**TASK GOAL**
Each record that follows must be reproduced exactly.

━━━━━━━━━━━━━━━━

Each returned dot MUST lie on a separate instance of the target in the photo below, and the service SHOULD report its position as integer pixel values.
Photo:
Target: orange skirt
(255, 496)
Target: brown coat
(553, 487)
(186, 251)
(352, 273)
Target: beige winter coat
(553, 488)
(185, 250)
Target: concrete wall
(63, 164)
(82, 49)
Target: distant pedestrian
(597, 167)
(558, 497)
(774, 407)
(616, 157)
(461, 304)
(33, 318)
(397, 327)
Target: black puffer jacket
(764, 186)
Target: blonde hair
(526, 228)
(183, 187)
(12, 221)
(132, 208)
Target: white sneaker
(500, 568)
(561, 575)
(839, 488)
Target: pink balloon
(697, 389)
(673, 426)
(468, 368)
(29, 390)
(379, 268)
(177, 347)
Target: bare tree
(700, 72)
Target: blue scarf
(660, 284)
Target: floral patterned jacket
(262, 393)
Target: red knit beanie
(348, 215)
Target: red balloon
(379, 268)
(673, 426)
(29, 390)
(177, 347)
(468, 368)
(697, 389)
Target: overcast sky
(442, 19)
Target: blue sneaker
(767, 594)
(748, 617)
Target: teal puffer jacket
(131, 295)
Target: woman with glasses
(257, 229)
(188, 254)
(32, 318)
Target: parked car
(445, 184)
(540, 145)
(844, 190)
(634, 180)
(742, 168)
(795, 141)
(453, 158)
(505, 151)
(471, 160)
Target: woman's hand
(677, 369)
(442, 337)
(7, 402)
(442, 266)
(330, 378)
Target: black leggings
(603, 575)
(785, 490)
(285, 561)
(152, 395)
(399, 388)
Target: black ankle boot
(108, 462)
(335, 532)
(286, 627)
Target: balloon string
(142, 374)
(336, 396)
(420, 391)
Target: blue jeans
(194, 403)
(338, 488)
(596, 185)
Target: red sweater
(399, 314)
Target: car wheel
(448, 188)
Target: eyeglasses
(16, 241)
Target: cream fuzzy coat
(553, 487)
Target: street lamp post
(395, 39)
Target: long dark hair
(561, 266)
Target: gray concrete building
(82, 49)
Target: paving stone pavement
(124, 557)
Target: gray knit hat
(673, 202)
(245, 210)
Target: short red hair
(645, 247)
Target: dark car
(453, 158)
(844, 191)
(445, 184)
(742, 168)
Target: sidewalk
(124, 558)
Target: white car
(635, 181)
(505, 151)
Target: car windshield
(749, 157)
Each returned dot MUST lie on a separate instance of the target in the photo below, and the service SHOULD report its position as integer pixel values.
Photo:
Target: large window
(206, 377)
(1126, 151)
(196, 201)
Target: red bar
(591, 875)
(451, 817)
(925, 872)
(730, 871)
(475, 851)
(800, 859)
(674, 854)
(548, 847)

━━━━━━━━━━━━━━━━

**ANSWER SECTION**
Each returned dot MUST lie on a separate instance of the target in the photo below, and the service SHOULD report its position as integer pixel values.
Photo:
Target: orange skirt
(255, 496)
Target: brown coat
(553, 487)
(186, 251)
(352, 273)
Target: beige winter coat
(553, 488)
(185, 250)
Target: concrete wall
(63, 164)
(82, 49)
Target: distant pedestrian
(597, 167)
(558, 497)
(774, 407)
(616, 157)
(461, 304)
(33, 318)
(397, 327)
Target: black puffer jacket
(764, 186)
Target: blonde hair
(526, 228)
(183, 187)
(12, 221)
(132, 208)
Target: white sneaker
(500, 568)
(561, 575)
(839, 488)
Target: pink balloon
(697, 389)
(673, 426)
(468, 368)
(29, 390)
(379, 268)
(177, 347)
Target: bare tree
(700, 72)
Target: blue scarf
(660, 284)
Target: floral patterned jacket
(262, 393)
Target: red knit beanie
(348, 215)
Target: red balloon
(379, 268)
(673, 426)
(29, 390)
(177, 347)
(468, 368)
(697, 389)
Target: overcast sky
(442, 19)
Target: blue sneaker
(767, 594)
(748, 617)
Target: teal puffer jacket
(131, 295)
Target: woman with glasses
(257, 229)
(188, 254)
(32, 318)
Target: parked car
(445, 184)
(540, 145)
(844, 190)
(634, 180)
(742, 168)
(795, 141)
(453, 158)
(505, 151)
(471, 160)
Target: woman's hand
(677, 369)
(442, 337)
(7, 402)
(442, 266)
(330, 378)
Target: black leggings
(603, 575)
(785, 490)
(285, 561)
(152, 395)
(399, 388)
Target: black ankle boot
(108, 462)
(335, 532)
(286, 627)
Target: balloon string
(142, 374)
(336, 396)
(420, 391)
Target: blue jeans
(194, 403)
(338, 488)
(596, 185)
Target: red sweater
(399, 314)
Target: car wheel
(448, 188)
Target: eyeglasses
(16, 241)
Target: cream fuzzy coat
(553, 487)
Target: street lamp post
(395, 39)
Target: long dark hair
(561, 266)
Target: gray concrete building
(82, 49)
Target: paving stone pavement
(124, 557)
Target: gray knit hat
(673, 202)
(245, 210)
Target: short red hair
(645, 247)
Target: dark car
(453, 158)
(844, 191)
(445, 184)
(742, 168)
Target: sidewalk
(124, 558)
Target: white car
(635, 181)
(505, 151)
Target: car windshield
(749, 157)
Each returned dot MUST lie on a separate instance of the target in the photo below, and the service SHOULD report its position as integer pixel values.
Photo:
Target: large window
(206, 377)
(1126, 151)
(196, 201)
Target: red bar
(591, 875)
(451, 817)
(925, 872)
(730, 871)
(475, 851)
(800, 859)
(674, 854)
(548, 847)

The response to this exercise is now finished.